Répondez à ces questions sur l'entretien avec Violet Clark :
1. Comment s'appelle son album solo ?
2. À quel âge a-t-elle eu son premier synthé, et de quelle marque était-il ?
3. Sur quel disque figure le titre Fort Wayne ?

Extrait du texte -
....................

Entretien avec Violet Clark

Jusqu’à l’année dernière, Violet Clark était la part féminine du duo Grand Duchy, qu’elle formait avec son mari. Une collaboration forcément intimidante, quand on sait que le mari en question n’est autre que Black Francis / Frank Black, leader des Pixies et artiste solo à la carrière parfois déroutante mais toujours passionnante. Aujourd’hui, Violet Clark vole de ses propres ailes avec son album Killjoy. Un album court selon les critères en vigueur (moins de 30 minutes), où de petites perles pop côtoient des réalisations plus expérimentales. L’artiste – francophile, chanceux que nous sommes ! – a répondu à nos questions avec entrain, et une liberté qui force le respect.
 
 
En France, du moins, nous avons appris à vous connaître avec Grand Duchy. Quel était votre parcours musical avant cela – professionnellement ou pas, d’ailleurs ?
Je fais de la musique de manière régulière depuis le lycée. Cependant, je joue du clavier depuis que j’ai eu mon premier « synthé », un petit Casio, à l’âge de six ans. Cela m’a toujours intéressé, même s’il fallait que je fasse avec une grande timidité. Au lycée, je jouais déjà dans des groupes, on faisait des reprises, etc, mais je n’étais pas à l’aise. A l’inverse, je n’ai jamais eu de problème pour écrire mes propres morceaux. J’ai commencé à composer et enregistrer ma musique à 18 ans. Quand j’ai rencontré Charles [le véritable prénom de Frank Black, NdA], je venais juste de faire un disque de musique électronique. Charles ne comprenait pas vraiment ce type de musique à l’époque. Mais il a persévéré, s’est rendu compte que j’avais de bonnes idées, et a appris, en quelque sorte, à parler mon langage. Nous avons commencé à échanger, musicalement parlant, et trois ou quatre ans après le début de notre relation, nous nous sommes dits que ce serait peut-être amusant de mélanger nos styles et nos expériences en studio. Je joue de la basse aussi – mais pas très bien : on va dire que j’ai mon propre style – et Charles a pu « m’utiliser » sur Seven Fingers, son mini-album. Au fil du temps, il s’est habitué à l’idée d’habiter sous le même toit qu’un autre musicien. Notre première vraie collaboration en studio, c’est le titre Fort Wayne sur Petits Fours, que nous avons enregistré en une journée. Nous étions si contents du résultat que nous l’avons joué autour de nous, avec des retours vraiment enthousiastes.
Pour en revenir à la question initiale, l’expérience Grand Duchy m’a vraiment aidée à sortir de ma coquille, et m’a appris à travailler avec d’autres gens. J’y ai énormément gagné en assurance.
 
Sur la pochette du premier Grand Duchy, vous posez avec votre mari. En revanche, dès la seconde, vous êtes seule. Et voilà que vous sortez un album solo : de l’extérieur, on a un peu l’impression que Grand Duchy a constitué, en quelque sorte, une rampe de lancement pour votre carrière solo.

....................

Extrait de données -
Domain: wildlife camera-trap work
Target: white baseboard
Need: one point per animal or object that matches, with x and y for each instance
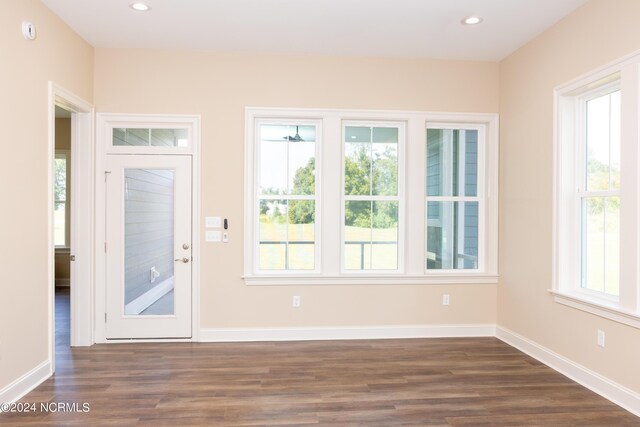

....................

Réponse -
1. Killjoy.
2. À six ans ; c'était un petit Casio.
3. Sur Petits Fours.